Locate each line in the listing that contains the string "coordinates", and copy those lines out in full. Treat the match as case-sensitive.

§ Data rows
--
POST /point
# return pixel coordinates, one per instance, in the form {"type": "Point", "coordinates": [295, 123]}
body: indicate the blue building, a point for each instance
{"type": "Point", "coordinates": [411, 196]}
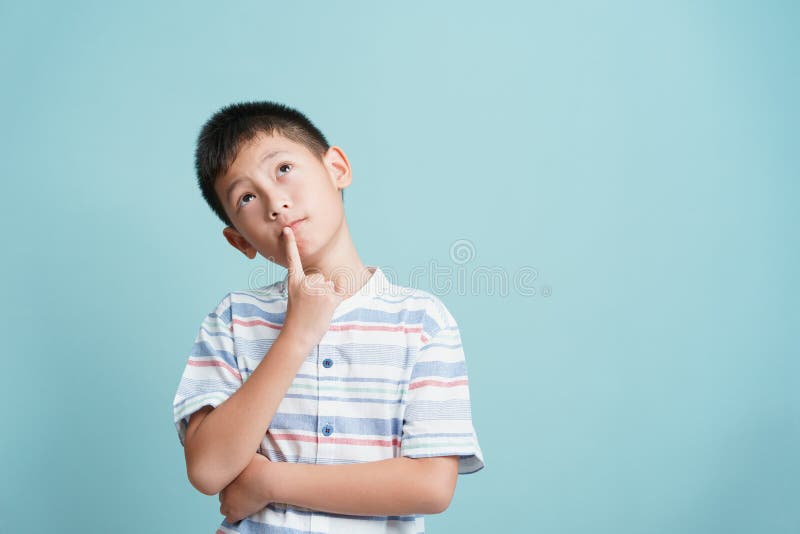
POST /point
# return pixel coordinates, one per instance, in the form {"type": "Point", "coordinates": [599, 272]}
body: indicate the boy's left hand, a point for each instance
{"type": "Point", "coordinates": [247, 494]}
--
§ Response
# return pixel coordinates, one per instance, in the form {"type": "Point", "coordinates": [295, 123]}
{"type": "Point", "coordinates": [411, 196]}
# return pixel coordinates, one per instance, in the form {"type": "Point", "coordinates": [599, 272]}
{"type": "Point", "coordinates": [247, 494]}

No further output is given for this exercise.